Activity:
Return every entry exactly, except for any pictures.

Data for this exercise:

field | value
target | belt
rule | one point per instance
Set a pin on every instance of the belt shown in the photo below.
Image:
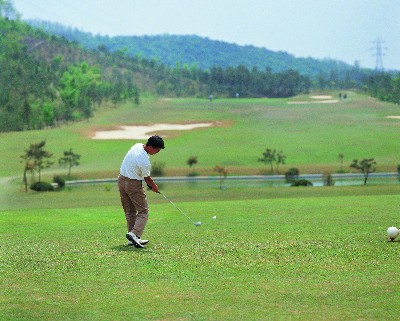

Task response:
field | value
target | belt
rule | one point per instance
Set a pin on every instance of the belt shown in the photo below.
Image:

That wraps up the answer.